Extract provided
....

Exhibit 5.1
March 14, 2005
National Oilwell Varco, Inc.
10000 Richmond
Houston, Texas 77042
Re: | Registration of $16,000,000 deferred compensation obligations and 12,000 shares of Common Stock, par value $0.01 per share, pursuant to a Registration Statement on Form S-8 |
Gentlemen:
We have acted as counsel to National Oilwell Varco, Inc., a Delaware corporation (the “Company”), in connection with the registration statement on Form S-8 (the “Registration Statement”) filed with the Securities and Exchange Commission (the “Commission”) on March 14, 2005 registering under the Securities Act of 1933, as amended, $16,000,000 of unsecured deferred compensation obligations of the Company (the “Obligations”) and the issuance of up to 12,000 shares of Common Stock, par value $0.01 per share (the “Shares”), under the Varco International, Inc. Deferred Compensation Plan (the “Plan”).
We have examined such matters of fact and questions of law as we have considered appropriate for purposes of rendering the opinions expressed below. In our examination, we have assumed the genuineness of all signatures, the authenticity of all documents submitted as originals, and the conformity to authentic original documents of all documents submitted as copies.

....

Written tasks
(a) From the opinion letter, reproduce the passage from "We have examined" up to and including "submitted as copies.".
(b) According to the opinion letter, under which plan will the Obligations and the Shares be registered?
(c) List every defined term that the opinion letter introduces in parentheses.

Information given
....

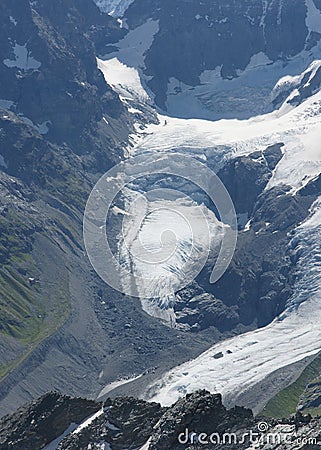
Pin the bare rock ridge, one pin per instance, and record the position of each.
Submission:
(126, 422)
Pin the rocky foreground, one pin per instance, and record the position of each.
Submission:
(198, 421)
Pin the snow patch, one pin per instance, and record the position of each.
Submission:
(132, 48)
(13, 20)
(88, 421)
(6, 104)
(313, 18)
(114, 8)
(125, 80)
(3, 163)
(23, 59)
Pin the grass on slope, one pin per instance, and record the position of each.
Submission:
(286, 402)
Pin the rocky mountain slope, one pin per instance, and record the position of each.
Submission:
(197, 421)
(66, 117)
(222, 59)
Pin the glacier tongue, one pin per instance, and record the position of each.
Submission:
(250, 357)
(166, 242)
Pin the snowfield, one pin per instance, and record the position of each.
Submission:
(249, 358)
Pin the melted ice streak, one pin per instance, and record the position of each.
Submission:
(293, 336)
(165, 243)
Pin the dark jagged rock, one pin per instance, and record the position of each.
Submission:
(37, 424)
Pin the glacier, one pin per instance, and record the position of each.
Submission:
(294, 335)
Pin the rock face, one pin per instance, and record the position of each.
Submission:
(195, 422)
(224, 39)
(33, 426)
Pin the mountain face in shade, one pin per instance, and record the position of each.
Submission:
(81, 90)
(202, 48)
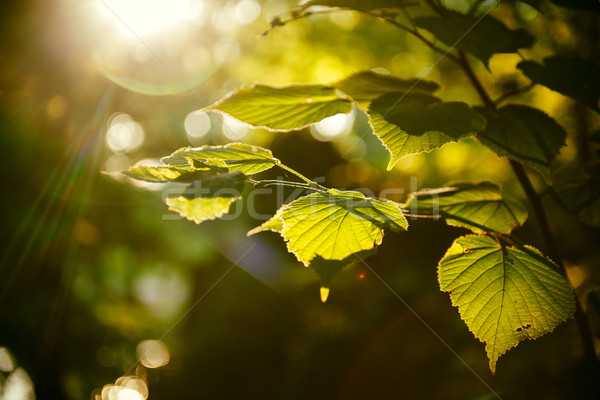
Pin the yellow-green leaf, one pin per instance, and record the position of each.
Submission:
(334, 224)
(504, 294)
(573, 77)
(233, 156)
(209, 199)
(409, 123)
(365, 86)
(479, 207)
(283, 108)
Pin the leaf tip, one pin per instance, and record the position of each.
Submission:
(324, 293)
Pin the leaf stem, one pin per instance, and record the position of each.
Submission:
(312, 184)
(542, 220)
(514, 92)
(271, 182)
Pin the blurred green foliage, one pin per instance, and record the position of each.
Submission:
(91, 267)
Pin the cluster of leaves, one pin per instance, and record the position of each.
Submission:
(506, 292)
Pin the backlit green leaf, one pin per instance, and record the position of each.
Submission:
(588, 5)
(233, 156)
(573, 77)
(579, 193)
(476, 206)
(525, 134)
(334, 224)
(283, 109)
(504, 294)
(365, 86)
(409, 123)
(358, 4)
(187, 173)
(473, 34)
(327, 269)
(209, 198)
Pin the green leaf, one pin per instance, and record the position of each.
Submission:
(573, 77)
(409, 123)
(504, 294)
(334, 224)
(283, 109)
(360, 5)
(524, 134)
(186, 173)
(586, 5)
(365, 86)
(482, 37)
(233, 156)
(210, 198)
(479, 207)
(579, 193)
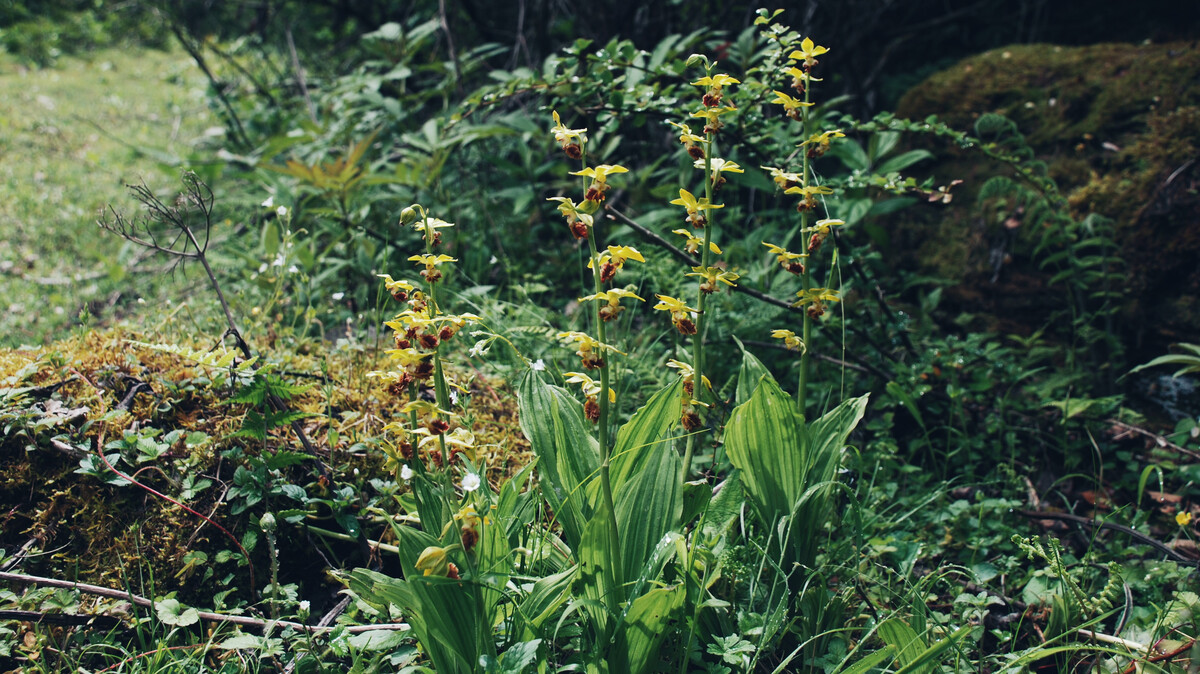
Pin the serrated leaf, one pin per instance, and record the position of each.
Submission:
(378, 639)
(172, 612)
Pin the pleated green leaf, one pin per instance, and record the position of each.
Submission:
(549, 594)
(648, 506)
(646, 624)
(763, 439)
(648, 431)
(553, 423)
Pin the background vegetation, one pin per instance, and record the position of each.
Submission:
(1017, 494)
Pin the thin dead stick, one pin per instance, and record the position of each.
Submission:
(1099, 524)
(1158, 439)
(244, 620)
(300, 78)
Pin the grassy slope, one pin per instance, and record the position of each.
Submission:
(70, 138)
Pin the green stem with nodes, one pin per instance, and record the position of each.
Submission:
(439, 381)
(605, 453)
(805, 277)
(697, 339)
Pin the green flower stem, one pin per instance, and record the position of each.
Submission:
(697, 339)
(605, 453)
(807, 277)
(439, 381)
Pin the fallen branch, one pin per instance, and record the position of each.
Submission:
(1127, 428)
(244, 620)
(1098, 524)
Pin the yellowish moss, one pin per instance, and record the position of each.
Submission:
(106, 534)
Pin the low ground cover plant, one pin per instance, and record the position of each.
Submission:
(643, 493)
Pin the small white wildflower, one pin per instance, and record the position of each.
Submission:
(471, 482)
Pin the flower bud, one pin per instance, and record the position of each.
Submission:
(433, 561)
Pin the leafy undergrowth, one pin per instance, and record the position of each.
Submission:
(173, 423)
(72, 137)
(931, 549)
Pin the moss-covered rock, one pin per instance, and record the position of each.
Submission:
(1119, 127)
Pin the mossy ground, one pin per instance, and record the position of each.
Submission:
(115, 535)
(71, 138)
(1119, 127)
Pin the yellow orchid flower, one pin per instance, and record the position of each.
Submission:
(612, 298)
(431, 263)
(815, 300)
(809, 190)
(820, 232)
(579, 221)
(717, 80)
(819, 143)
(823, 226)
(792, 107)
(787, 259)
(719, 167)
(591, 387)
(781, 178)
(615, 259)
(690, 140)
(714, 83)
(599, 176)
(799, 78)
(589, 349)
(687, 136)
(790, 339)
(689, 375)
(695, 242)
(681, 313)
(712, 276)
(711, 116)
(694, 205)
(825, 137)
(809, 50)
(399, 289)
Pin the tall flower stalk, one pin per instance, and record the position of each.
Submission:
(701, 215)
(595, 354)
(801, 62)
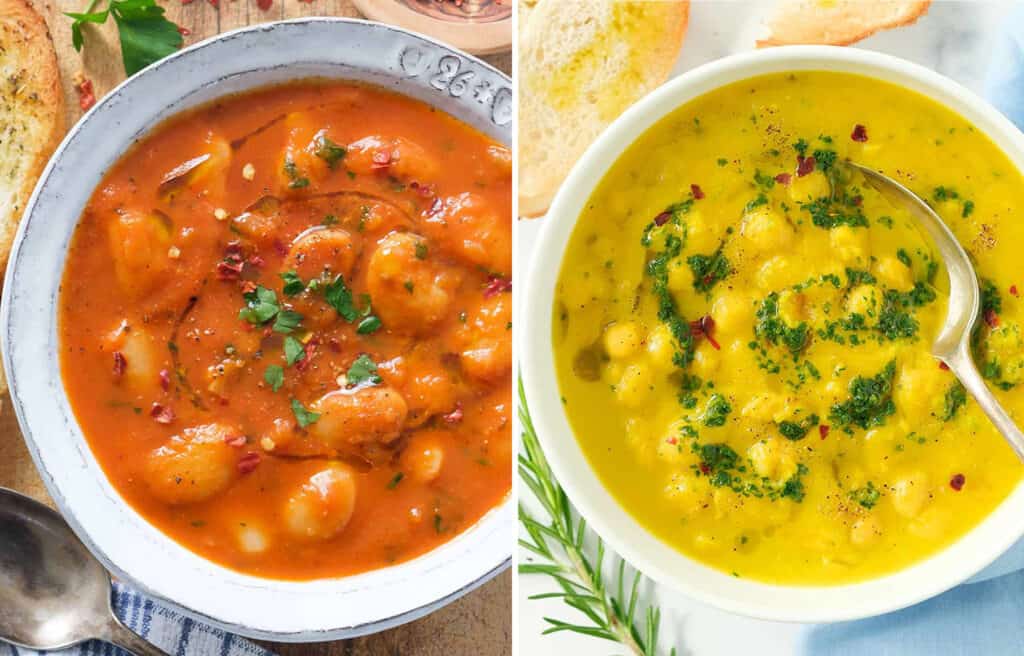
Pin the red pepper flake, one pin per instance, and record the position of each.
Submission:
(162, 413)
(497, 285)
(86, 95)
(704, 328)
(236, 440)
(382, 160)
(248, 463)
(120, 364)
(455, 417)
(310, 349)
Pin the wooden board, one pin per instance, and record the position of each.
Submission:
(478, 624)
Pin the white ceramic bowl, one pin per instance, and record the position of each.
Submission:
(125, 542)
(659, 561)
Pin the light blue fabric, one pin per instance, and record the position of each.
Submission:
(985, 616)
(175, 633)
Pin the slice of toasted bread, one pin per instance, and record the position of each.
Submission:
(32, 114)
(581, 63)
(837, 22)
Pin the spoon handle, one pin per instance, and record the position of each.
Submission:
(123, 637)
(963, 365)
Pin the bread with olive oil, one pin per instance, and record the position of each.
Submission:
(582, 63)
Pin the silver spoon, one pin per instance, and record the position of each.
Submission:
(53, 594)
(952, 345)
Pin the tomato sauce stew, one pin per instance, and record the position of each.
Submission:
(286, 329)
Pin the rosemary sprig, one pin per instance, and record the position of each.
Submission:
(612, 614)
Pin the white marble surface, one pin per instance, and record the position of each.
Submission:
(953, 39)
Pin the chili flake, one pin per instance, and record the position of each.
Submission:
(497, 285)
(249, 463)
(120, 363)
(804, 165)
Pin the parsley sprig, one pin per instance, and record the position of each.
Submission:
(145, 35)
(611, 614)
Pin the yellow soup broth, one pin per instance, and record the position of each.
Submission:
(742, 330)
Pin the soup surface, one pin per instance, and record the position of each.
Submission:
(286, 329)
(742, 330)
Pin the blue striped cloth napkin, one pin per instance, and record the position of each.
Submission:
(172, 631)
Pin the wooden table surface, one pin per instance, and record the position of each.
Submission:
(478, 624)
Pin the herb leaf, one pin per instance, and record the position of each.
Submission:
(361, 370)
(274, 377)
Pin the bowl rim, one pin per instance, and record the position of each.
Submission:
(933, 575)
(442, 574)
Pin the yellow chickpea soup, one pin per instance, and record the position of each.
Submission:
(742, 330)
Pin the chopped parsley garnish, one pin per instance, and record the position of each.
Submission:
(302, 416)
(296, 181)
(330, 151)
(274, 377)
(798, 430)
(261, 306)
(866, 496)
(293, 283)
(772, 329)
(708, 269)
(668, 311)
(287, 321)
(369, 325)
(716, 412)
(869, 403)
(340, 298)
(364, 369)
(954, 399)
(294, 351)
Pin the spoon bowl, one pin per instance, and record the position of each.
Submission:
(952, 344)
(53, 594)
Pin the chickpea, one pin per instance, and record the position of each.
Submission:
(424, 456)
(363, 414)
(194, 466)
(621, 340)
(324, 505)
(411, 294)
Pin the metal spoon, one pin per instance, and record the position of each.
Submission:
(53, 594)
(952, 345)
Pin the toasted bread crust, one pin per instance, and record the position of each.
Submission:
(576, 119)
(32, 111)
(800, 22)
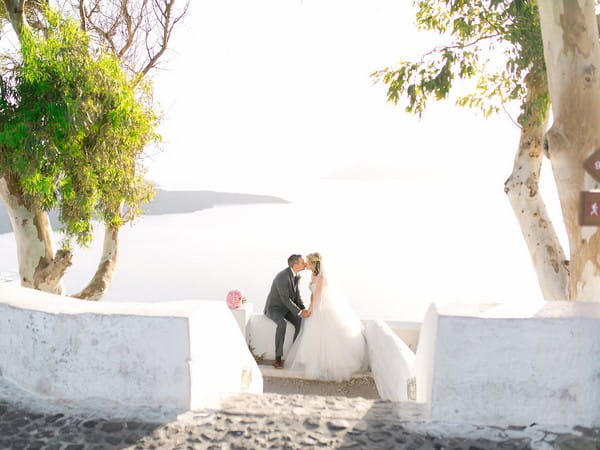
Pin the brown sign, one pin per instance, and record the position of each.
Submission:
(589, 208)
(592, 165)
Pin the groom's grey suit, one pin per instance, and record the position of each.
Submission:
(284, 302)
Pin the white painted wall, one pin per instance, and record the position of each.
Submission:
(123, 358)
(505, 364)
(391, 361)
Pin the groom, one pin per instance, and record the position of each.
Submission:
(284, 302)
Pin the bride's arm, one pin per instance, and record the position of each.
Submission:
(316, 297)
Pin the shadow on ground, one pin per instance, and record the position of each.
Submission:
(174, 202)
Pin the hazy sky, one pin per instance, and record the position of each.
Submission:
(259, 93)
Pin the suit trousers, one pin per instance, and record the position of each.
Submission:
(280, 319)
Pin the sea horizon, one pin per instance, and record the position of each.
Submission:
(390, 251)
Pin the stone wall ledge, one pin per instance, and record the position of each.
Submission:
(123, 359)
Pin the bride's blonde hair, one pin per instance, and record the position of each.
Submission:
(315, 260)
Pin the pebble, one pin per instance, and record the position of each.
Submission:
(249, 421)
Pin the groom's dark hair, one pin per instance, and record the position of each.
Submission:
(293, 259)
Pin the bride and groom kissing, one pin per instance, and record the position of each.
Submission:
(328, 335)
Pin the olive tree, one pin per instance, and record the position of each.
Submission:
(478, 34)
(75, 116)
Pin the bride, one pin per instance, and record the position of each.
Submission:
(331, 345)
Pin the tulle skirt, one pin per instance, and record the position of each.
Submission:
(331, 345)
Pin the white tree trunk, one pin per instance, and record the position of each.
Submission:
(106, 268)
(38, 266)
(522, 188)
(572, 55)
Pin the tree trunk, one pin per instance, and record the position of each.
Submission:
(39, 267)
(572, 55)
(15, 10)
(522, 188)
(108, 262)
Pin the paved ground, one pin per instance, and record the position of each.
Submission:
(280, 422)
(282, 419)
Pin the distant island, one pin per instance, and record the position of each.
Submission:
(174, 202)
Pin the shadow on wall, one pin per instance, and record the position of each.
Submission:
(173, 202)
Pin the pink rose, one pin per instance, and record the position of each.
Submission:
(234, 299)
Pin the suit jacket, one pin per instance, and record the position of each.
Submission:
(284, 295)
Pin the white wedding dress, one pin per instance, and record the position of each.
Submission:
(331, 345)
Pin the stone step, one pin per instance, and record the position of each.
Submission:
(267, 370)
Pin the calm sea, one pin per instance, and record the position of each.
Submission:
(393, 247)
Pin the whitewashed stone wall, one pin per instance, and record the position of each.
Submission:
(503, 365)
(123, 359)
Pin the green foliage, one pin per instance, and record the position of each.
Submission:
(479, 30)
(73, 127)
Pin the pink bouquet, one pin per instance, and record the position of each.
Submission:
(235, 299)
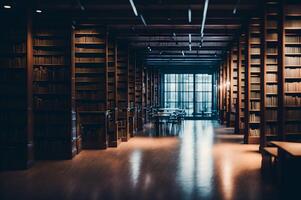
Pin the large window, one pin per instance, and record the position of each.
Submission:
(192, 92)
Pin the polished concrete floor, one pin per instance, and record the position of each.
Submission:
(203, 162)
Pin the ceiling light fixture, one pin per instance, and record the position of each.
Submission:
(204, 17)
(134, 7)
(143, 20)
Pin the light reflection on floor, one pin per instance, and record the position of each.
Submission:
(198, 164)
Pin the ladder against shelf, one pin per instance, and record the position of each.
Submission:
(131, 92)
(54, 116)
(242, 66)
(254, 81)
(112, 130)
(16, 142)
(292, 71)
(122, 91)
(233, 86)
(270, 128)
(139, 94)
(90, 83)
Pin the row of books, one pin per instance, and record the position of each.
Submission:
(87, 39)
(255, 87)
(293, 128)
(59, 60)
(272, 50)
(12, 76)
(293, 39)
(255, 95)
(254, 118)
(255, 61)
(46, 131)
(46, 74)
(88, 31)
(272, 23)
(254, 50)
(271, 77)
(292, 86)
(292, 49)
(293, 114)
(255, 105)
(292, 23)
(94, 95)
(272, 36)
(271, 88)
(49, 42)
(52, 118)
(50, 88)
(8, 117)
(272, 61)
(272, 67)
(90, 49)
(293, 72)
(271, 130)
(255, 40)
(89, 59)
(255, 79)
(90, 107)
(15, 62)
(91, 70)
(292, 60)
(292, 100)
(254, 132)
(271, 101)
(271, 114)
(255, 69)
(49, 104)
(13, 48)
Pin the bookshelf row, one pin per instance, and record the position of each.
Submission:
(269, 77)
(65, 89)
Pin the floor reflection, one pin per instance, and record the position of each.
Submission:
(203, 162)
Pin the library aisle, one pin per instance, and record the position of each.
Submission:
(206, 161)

....

Answers given
(a)
We have examined such matters of fact and questions of law as we have considered appropriate for purposes of rendering the opinions expressed below. In our examination, we have assumed the genuineness of all signatures, the authenticity of all documents submitted as originals, and the conformity to authentic original documents of all documents submitted as copies.

(b) The Varco International, Inc. Deferred Compensation Plan

(c) the "Company", the "Registration Statement", the "Commission", the "Obligations", the "Shares", the "Plan"